* Begin *

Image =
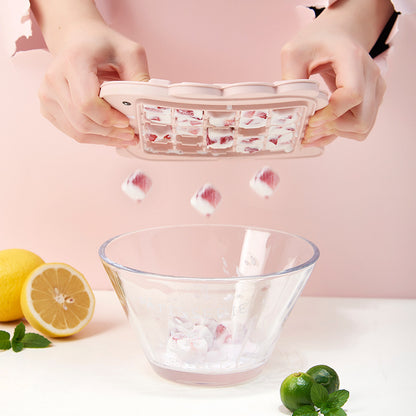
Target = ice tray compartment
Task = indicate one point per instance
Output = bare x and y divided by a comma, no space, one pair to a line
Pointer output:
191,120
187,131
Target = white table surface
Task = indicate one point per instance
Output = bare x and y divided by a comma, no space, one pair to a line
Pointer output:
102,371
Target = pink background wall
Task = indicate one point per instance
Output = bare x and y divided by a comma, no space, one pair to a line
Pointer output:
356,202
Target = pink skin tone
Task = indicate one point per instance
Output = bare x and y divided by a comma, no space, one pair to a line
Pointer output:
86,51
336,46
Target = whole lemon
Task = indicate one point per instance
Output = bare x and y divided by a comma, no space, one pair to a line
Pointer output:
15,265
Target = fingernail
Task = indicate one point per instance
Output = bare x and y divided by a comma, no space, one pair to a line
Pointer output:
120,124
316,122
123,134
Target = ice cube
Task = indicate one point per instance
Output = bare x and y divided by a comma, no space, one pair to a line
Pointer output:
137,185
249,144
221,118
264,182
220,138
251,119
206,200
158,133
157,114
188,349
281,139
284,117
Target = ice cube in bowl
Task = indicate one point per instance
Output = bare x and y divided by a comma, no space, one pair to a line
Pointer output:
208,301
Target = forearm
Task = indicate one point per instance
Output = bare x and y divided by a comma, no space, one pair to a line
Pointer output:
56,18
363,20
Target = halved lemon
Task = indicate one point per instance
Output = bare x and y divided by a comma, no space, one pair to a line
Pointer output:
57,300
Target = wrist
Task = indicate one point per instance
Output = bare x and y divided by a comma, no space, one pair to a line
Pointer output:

* End *

**EXERCISE TASK:**
Rewrite all of the rows above, requests included, and increase every x and y coordinate in the pointer output by 51. Leave out the pictures.

**THE REPLY:**
Image =
Target = ice tray compartment
Task = indicate one point per instance
Output = bare x and y divided by a comma, no space, one pair to a line
Pointer output:
242,171
238,182
Target = white table surface
Task = indicate one point per instance
Output = bare x and y divided by a comma, no space, one pair to a line
Pointer output:
153,422
Target = pink background wall
Task = indicate one point per instance
Output = bare x and y divided by a comma, no space, one pair to a line
Pointer output:
407,253
Target = pink skin tone
Task = indicate one point per instance
Output = bare x and y divided by a comma, no space, one pair to a line
Pointer output:
137,102
387,97
Target = whole lemon
Task = indicate one point per instance
Output = bare x and y divided by a comma, no space, one pair to a line
Pointer output:
66,316
Target = fingernail
Task = indicate one point per instance
Output = bare x and y divided by a comma, no space, one pair to a line
Pointer output:
171,175
367,173
174,185
Target = ice cube
Task = indicate one point per instance
Output = bare x and y divided by a comma, no space, one pair to a line
Pointer output:
188,236
300,195
272,169
315,233
271,189
302,170
257,251
209,184
208,165
239,400
332,190
335,168
Target = ice cube in bowl
Task = indicate one point per instance
Output = bare x and y divided by a comma, no space, one pair to a line
Pointer output:
259,352
Target = forearm
Task = indicate one point per instance
Output = bare x and y divided by a comma, no space, one pair to a line
Pointer output:
107,69
414,71
Target = halved lemon
Task = indicate one point per instance
Output = bare x and y divided by a comma, no space, one pair to a line
Pointer output:
108,351
Target = wrist
Task = indicate one point per instance
Output = bare x and y divided by a comma, no space, one pair to a line
Pointer output:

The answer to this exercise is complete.